● Ejercicio A:
Según el fragmento, ¿entre qué fechas estaban tachados los días del calendario de bolsillo, y de qué año era?

Siempre se puede tener un mal día, sin necesidad de levantarse con el pie izquierdo. Aunque sea superstición, en algo tienen que creer los agnósticos. Pero en clausura, las malandanzas resultan más enojosas. El llamado “distanciamiento social”, al final, no sabemos si es una sociopatía, una norma de obligado cumplimiento del Gobierno o una secuela propia de la alteración del sueño, como la que decía Sánchez de su cohabitación con Iglesias. Pero… tras dos meses de virulenta reclusión, todo empezó con un arranque irracional de resolver el caos.

Me explico. Son tiempos en que a unos les da por ordenar armarios o cajones y a otros por hacer lo propio con libros o carpetas. Eso sí, en fases. Lo de los papeles puede ser un arrebato compartido con la persona conviviente que se dice ahora. Nada que ver con aquello que cantaba “El Arrebato”, de “búscate un hombre que te quieeeera / que te tenga llenita la neveeeera”. Un arrebato, en este caso, es como un frenesí inusitado de hacer algo que jamás habrías imaginado realizar: eliminar ropa que hace años no utilizas o desprenderte de libros que maldices haber comprado. Resulta tan peliaguda una cosa como la otra. Ante esa tesitura, me quedaría con libros y prescindiría de ropa. Que le vamos a hacer, cada uno tiene sus manías.

Pues bien, a lo que íbamos. Todo empezó con los papeles. Hete aquí que, buceando en sobres y cartapacios, topé con un calendario: de esos de bolsillo que dan en hoteles, tascas, restaurantes o sitios parecidos. Sin saber por qué, lo recoges educadamente como si, sin haber pedido, te dieran limosna. Algunos lo llaman subvención. Se entiende como un acto de “solidaridad” del donante. ¡Cuidado que está de moda la solidaridad! El caso es que el dichoso calendario presentaba días tachados. ¡Sorpresa! ¿Qué será esto? Las tachaduras empezaban un 23 de marzo y acababan un 24 de mayo. Pensé: ¡Coño, la cuarentena! Cual profecía o, vete a saber, maldición. Hasta que me percaté de que no: ¡era de 1972!

Eso pasa por hurgar en el pasado: puedes encontrar cualquier cosa, para bien o para mal. Resulta que aquel inhabilitado periodo fue el tiempo en que Franco, bueno, no exactamente Él --con mayúsculas, claro--, me confinó en el trullo. Una nadería, comparado con los años que estuvieron otros. Eso sí, tras setenta y dos horas en comisaría, junto con unos conmilitones. Convivientes de celda se diría ahora.

● Entradas del ejercicio:
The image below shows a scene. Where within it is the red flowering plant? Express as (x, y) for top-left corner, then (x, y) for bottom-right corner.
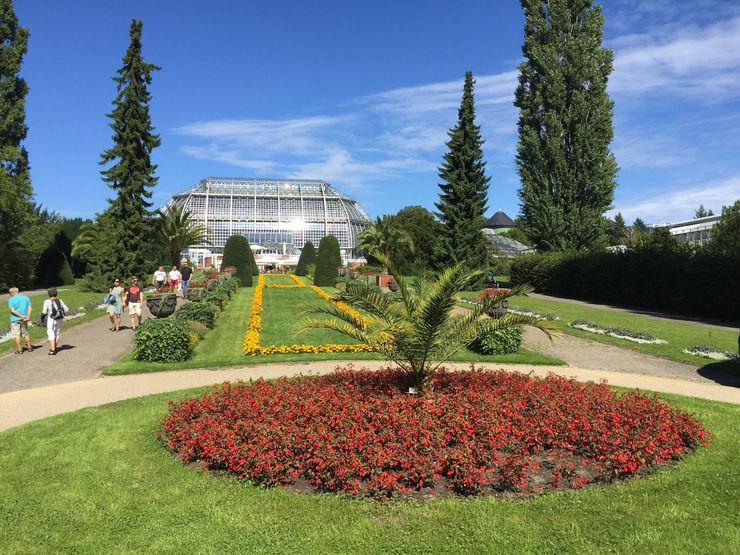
(158, 368), (711, 500)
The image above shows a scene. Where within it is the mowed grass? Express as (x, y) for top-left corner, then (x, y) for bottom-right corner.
(0, 389), (740, 553)
(103, 286), (565, 375)
(0, 280), (105, 354)
(461, 291), (740, 371)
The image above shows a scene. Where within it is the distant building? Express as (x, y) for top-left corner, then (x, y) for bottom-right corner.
(483, 210), (516, 233)
(648, 216), (720, 247)
(163, 177), (369, 267)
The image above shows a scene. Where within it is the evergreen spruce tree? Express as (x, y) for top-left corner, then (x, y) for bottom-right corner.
(0, 0), (33, 290)
(313, 235), (342, 287)
(435, 71), (490, 268)
(514, 0), (618, 250)
(221, 235), (254, 287)
(295, 241), (316, 276)
(88, 19), (161, 289)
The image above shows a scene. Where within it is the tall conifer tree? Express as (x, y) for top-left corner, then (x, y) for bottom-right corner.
(435, 71), (490, 268)
(0, 0), (33, 289)
(514, 0), (617, 250)
(85, 19), (161, 288)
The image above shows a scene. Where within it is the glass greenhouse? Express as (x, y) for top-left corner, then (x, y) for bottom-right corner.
(162, 177), (369, 265)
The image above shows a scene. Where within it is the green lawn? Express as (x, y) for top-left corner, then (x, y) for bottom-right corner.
(103, 281), (564, 375)
(0, 280), (105, 354)
(0, 389), (740, 554)
(460, 291), (738, 366)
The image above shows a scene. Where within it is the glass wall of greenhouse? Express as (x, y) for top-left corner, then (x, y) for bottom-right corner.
(162, 177), (369, 264)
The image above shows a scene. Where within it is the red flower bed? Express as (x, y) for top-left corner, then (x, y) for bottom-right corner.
(158, 369), (711, 499)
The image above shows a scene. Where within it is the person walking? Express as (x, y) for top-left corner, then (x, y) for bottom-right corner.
(180, 262), (193, 299)
(8, 287), (33, 355)
(169, 266), (181, 291)
(41, 287), (69, 355)
(108, 279), (123, 331)
(126, 276), (143, 331)
(152, 266), (167, 289)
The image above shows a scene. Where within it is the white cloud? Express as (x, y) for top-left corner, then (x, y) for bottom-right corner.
(609, 17), (740, 98)
(175, 116), (351, 154)
(610, 175), (740, 223)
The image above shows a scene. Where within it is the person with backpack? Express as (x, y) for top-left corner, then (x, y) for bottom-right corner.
(41, 287), (69, 355)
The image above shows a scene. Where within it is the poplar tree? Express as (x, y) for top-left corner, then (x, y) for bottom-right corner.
(514, 0), (618, 250)
(89, 19), (161, 288)
(434, 71), (490, 268)
(0, 0), (33, 289)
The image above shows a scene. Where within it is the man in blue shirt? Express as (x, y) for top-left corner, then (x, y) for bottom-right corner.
(8, 287), (33, 355)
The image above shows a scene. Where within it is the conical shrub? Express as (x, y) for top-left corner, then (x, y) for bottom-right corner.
(295, 241), (316, 276)
(313, 235), (342, 287)
(221, 235), (254, 287)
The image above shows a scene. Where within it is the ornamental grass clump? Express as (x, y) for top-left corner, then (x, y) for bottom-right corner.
(158, 368), (711, 500)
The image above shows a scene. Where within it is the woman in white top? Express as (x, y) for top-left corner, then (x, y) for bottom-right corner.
(169, 266), (180, 289)
(41, 287), (69, 355)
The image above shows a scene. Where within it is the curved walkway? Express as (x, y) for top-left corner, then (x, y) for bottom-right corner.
(0, 308), (740, 430)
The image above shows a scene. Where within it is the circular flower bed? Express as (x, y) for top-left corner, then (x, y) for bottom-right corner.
(158, 368), (711, 499)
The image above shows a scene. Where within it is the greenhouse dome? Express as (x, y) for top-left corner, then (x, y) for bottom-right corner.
(162, 177), (369, 266)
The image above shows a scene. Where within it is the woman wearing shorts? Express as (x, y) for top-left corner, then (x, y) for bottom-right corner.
(108, 279), (123, 331)
(41, 287), (69, 355)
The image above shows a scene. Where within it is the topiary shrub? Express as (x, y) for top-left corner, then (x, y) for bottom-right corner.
(36, 245), (75, 286)
(295, 241), (316, 276)
(221, 235), (254, 287)
(470, 327), (522, 355)
(313, 235), (342, 287)
(175, 302), (214, 328)
(134, 318), (191, 362)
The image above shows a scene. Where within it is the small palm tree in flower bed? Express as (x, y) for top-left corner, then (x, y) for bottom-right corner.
(301, 252), (553, 394)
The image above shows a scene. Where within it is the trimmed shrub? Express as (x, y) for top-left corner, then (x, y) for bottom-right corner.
(313, 235), (342, 287)
(188, 320), (208, 339)
(221, 235), (254, 287)
(295, 241), (316, 276)
(134, 318), (191, 362)
(511, 248), (740, 320)
(175, 302), (214, 328)
(470, 327), (522, 355)
(36, 245), (75, 286)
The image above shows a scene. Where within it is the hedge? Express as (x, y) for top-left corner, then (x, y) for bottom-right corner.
(511, 246), (740, 320)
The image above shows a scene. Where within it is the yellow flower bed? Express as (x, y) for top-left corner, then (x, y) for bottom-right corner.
(242, 274), (377, 356)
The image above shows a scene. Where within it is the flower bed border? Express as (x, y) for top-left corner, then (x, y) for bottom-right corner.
(242, 274), (377, 356)
(568, 319), (668, 344)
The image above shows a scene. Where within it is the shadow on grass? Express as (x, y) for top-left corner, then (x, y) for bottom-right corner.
(697, 360), (740, 387)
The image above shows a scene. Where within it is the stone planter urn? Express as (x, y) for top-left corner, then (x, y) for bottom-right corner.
(186, 287), (206, 301)
(146, 293), (177, 318)
(486, 300), (509, 318)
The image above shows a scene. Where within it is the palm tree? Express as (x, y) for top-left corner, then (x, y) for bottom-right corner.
(156, 204), (211, 266)
(355, 215), (413, 274)
(299, 253), (555, 394)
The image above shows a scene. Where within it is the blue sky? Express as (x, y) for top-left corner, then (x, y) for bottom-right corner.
(14, 0), (740, 223)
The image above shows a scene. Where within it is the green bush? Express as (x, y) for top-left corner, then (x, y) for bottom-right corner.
(175, 301), (214, 328)
(295, 241), (316, 276)
(36, 245), (75, 286)
(313, 235), (342, 287)
(134, 318), (190, 362)
(221, 235), (254, 287)
(511, 245), (740, 320)
(470, 327), (522, 355)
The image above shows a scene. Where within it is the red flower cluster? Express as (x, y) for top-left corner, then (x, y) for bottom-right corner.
(158, 368), (711, 499)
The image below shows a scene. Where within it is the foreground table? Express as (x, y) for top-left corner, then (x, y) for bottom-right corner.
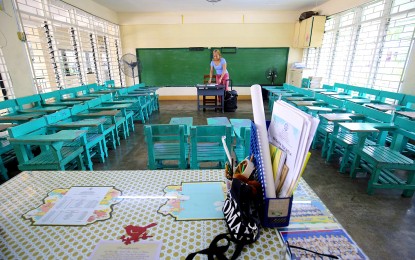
(0, 170), (285, 259)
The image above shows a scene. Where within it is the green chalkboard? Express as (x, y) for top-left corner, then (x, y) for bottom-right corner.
(136, 47), (288, 86)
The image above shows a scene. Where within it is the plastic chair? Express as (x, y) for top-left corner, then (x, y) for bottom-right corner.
(144, 124), (189, 170)
(190, 125), (232, 169)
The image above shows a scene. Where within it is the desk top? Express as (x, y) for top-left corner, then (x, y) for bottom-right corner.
(339, 122), (394, 132)
(196, 84), (225, 89)
(0, 170), (285, 259)
(366, 104), (401, 111)
(395, 111), (415, 120)
(206, 116), (231, 126)
(75, 110), (121, 117)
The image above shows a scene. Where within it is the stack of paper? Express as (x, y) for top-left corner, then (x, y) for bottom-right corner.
(268, 100), (319, 198)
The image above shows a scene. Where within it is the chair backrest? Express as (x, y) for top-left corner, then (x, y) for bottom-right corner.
(100, 94), (112, 102)
(8, 117), (47, 138)
(104, 80), (115, 88)
(402, 95), (415, 110)
(59, 88), (76, 99)
(301, 78), (310, 88)
(0, 99), (18, 114)
(44, 108), (71, 125)
(39, 90), (61, 104)
(144, 124), (187, 169)
(203, 75), (216, 84)
(70, 103), (89, 116)
(85, 98), (102, 108)
(376, 90), (405, 105)
(85, 83), (103, 93)
(362, 106), (392, 123)
(16, 94), (42, 109)
(190, 125), (232, 148)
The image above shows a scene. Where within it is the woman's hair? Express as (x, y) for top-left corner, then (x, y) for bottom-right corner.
(213, 49), (222, 58)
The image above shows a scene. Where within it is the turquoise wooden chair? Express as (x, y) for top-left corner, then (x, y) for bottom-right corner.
(39, 90), (81, 106)
(86, 98), (129, 140)
(8, 117), (86, 171)
(71, 103), (120, 150)
(45, 109), (108, 171)
(0, 129), (16, 181)
(350, 117), (415, 197)
(104, 80), (115, 88)
(144, 124), (189, 170)
(401, 95), (415, 111)
(326, 107), (392, 173)
(372, 90), (405, 105)
(190, 125), (233, 169)
(114, 88), (149, 124)
(233, 127), (251, 162)
(100, 94), (135, 132)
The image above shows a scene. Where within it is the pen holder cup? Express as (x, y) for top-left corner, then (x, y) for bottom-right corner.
(251, 121), (293, 228)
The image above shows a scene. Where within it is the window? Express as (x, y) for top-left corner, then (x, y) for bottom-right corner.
(0, 48), (14, 101)
(16, 0), (125, 93)
(303, 0), (415, 92)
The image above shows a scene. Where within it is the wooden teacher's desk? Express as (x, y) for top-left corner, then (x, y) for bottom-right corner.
(0, 170), (367, 259)
(196, 84), (225, 113)
(0, 170), (286, 259)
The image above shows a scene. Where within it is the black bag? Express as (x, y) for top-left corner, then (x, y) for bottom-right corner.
(224, 79), (238, 112)
(186, 178), (260, 260)
(298, 11), (318, 22)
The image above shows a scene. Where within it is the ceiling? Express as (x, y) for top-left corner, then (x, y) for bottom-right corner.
(94, 0), (329, 13)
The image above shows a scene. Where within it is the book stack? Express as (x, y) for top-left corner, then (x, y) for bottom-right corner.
(268, 100), (319, 198)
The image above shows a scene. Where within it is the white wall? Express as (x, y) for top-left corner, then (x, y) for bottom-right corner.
(0, 0), (36, 97)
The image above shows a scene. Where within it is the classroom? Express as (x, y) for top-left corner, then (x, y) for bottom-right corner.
(0, 0), (415, 259)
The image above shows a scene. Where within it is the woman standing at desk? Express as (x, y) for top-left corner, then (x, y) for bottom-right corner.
(209, 49), (229, 90)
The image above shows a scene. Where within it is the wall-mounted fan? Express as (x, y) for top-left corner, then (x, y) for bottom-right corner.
(265, 67), (278, 85)
(120, 53), (142, 85)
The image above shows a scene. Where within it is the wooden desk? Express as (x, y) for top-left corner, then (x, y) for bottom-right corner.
(0, 113), (44, 124)
(365, 104), (402, 111)
(320, 113), (365, 122)
(169, 117), (193, 135)
(0, 124), (16, 132)
(75, 110), (121, 117)
(196, 84), (225, 113)
(0, 169), (367, 259)
(206, 116), (231, 126)
(61, 96), (97, 102)
(291, 101), (326, 107)
(51, 118), (106, 128)
(229, 118), (251, 138)
(9, 130), (87, 144)
(0, 170), (286, 259)
(347, 98), (372, 104)
(18, 106), (67, 113)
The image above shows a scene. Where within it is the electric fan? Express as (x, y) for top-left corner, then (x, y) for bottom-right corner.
(265, 67), (278, 85)
(120, 53), (142, 85)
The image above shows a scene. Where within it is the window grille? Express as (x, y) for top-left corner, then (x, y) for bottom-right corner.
(16, 0), (125, 93)
(303, 0), (415, 92)
(0, 48), (14, 101)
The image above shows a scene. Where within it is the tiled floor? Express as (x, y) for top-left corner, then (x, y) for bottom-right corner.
(2, 101), (415, 259)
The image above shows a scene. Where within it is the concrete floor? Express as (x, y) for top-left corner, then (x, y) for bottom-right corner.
(2, 101), (415, 259)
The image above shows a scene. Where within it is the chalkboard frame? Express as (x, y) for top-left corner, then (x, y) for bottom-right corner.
(136, 47), (289, 87)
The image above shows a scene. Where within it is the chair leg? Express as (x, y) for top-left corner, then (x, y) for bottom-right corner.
(76, 154), (85, 171)
(367, 168), (382, 195)
(402, 171), (415, 198)
(326, 139), (336, 163)
(350, 152), (360, 179)
(340, 147), (350, 173)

● Ejercicio B:
Reescala el tramo de las entradas desde la línea que contiene "is the chalkboard" hasta la que contiene "(136, 47), (289, 87)", ambas incluidas. Escribe de nuevo esas líneas completas y multiplica por 1,7 cada coordenada de la respuesta, redondeada a entero con las mitades hacia arriba.

● Resultado del ejercicio A:
Del 23 de marzo al 24 de mayo de 1972.

● Resultado del ejercicio B:
The image above shows a scene. Where within it is the chalkboard frame? Express as (x, y) for top-left corner, then (x, y) for bottom-right corner.
(231, 80), (491, 148)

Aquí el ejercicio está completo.